__WORK TASK__
Identify every line in the records below that contains the word "desert", and reproduce each one.

__RECORD EXCERPTS__
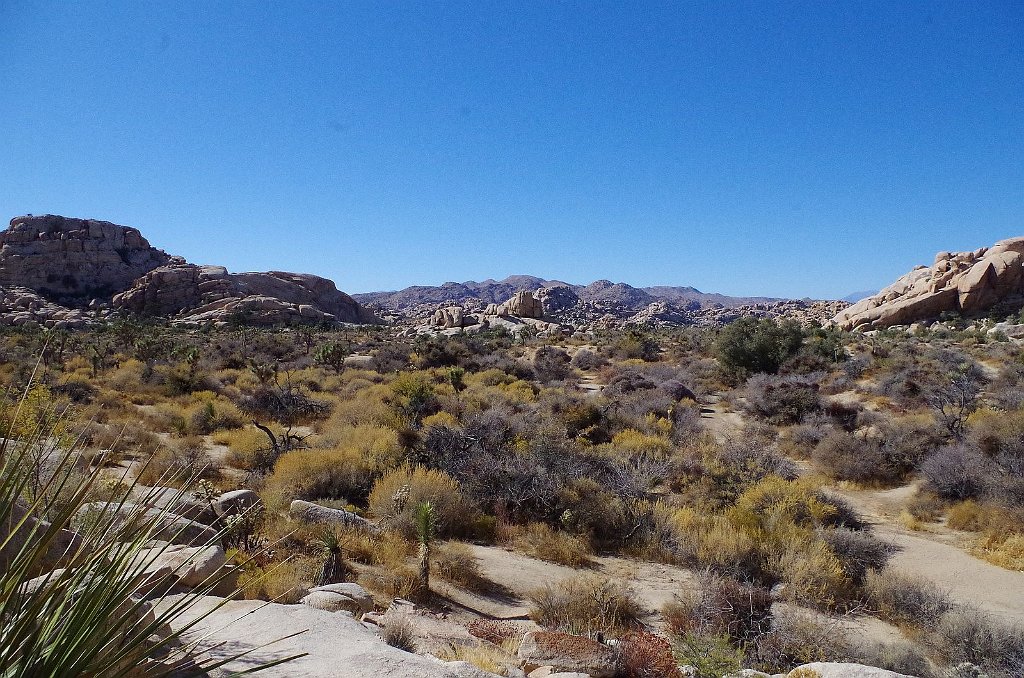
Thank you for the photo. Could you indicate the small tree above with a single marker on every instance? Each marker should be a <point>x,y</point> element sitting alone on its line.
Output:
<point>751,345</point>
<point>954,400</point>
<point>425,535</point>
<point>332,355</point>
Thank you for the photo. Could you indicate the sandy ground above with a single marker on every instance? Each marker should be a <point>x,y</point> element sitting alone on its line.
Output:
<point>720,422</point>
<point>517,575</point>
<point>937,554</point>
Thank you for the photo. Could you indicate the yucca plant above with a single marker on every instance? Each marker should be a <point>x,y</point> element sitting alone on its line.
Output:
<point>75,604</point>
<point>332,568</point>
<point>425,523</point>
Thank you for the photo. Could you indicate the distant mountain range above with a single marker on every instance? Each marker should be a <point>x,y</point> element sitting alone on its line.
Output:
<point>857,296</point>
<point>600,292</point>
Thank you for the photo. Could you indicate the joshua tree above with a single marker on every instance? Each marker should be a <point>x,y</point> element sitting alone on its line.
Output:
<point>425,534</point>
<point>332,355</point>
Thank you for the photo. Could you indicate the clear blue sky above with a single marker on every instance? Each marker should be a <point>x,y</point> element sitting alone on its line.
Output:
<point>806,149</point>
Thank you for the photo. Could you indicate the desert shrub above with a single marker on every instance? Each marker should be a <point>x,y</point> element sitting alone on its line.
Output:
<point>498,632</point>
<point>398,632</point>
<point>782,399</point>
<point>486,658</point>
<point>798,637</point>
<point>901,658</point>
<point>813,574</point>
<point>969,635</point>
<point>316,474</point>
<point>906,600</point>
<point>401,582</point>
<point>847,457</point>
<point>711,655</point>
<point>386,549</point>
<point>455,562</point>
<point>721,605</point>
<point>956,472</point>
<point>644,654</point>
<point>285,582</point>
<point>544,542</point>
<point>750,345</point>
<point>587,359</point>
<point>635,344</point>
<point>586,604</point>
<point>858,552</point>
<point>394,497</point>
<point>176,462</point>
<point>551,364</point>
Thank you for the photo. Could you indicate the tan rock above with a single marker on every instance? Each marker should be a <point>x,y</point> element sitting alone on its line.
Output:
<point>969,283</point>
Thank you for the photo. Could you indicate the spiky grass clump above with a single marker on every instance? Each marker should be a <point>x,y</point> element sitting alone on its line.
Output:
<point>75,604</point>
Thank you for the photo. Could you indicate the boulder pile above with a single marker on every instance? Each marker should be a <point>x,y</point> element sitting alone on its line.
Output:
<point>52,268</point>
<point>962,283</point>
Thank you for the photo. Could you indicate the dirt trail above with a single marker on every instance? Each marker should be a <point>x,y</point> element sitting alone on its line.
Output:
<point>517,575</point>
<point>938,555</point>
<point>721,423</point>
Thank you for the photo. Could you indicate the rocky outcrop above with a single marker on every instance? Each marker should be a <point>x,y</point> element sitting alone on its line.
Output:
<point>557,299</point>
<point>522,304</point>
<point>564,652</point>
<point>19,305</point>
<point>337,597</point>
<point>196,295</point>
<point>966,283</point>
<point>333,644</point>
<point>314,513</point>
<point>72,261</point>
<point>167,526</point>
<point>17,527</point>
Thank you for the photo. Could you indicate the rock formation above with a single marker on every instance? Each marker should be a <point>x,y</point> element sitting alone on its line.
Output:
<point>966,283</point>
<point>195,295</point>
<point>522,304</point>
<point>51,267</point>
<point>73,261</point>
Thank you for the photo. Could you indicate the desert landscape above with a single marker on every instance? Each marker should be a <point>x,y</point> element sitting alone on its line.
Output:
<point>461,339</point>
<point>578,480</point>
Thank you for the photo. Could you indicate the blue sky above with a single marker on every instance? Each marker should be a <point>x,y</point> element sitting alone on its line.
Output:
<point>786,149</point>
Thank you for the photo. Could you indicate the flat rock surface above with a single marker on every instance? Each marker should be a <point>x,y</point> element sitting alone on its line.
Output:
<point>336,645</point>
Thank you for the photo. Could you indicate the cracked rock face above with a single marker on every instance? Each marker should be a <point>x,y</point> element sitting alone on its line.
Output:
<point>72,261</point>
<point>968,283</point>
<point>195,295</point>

---

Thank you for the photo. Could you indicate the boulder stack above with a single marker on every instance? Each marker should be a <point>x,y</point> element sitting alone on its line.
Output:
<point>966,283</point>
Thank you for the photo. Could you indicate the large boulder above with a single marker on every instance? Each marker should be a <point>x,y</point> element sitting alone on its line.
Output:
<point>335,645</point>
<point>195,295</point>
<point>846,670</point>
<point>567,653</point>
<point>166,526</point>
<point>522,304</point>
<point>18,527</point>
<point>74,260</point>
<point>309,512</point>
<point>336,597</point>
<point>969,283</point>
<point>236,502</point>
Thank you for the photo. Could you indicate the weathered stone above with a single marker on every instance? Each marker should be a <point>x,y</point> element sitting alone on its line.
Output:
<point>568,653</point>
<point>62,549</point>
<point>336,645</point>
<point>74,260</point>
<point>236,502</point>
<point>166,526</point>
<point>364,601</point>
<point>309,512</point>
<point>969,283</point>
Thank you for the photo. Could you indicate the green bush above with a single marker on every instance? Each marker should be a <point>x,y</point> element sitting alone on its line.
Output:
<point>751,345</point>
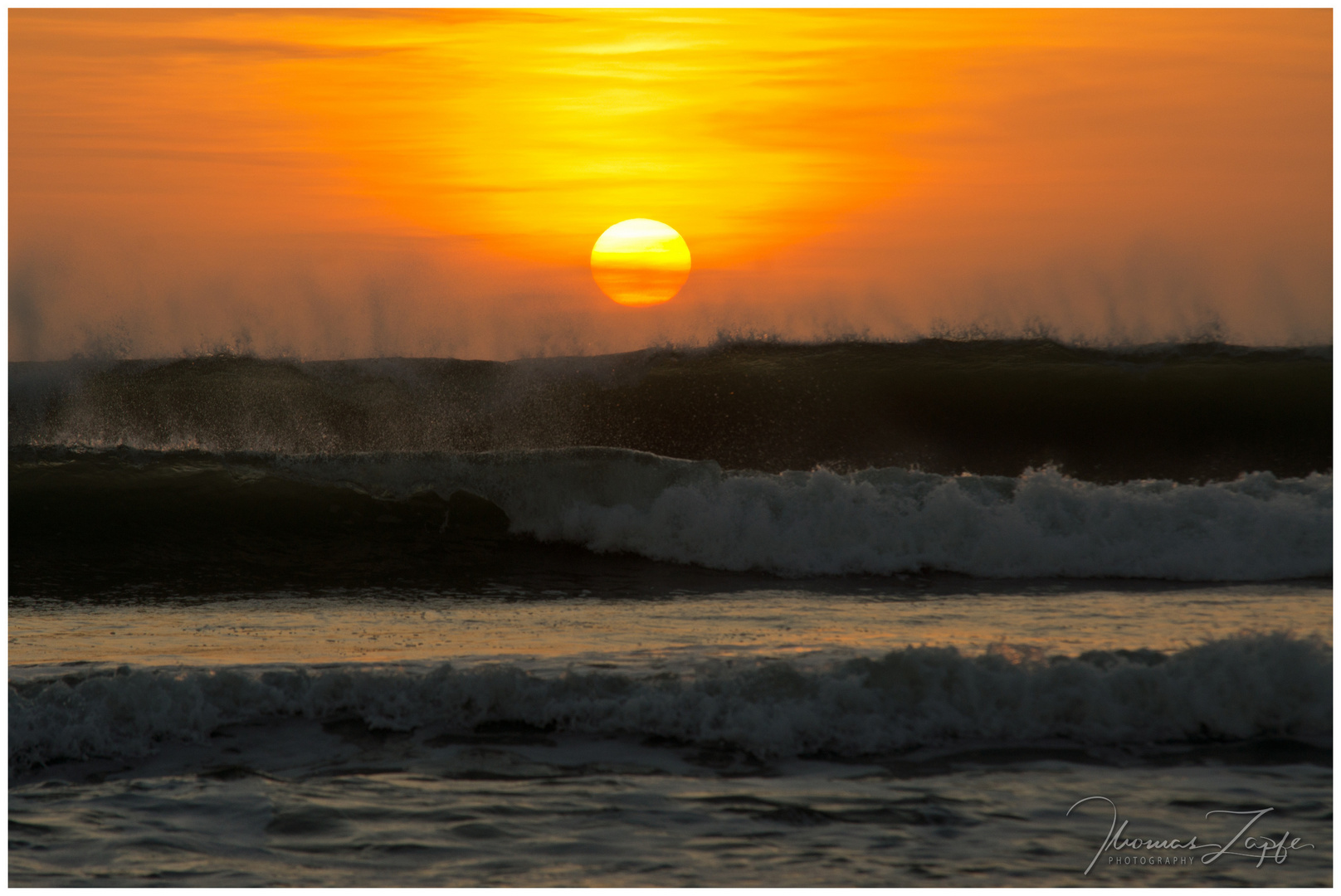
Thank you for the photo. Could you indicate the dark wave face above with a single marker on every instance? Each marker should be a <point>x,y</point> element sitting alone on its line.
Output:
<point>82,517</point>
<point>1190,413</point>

__SOLVED PROBLEM__
Thank you for the photo. Could you indicate the desert shrub above with a single marker on every instance? Each marker should be a <point>x,y</point> element sitting alone on its line.
Thank you for the photo. Could you indicate the desert landscape above with a single marker on every instance? Each marker should be a <point>x,y</point> element sitting alone on its line.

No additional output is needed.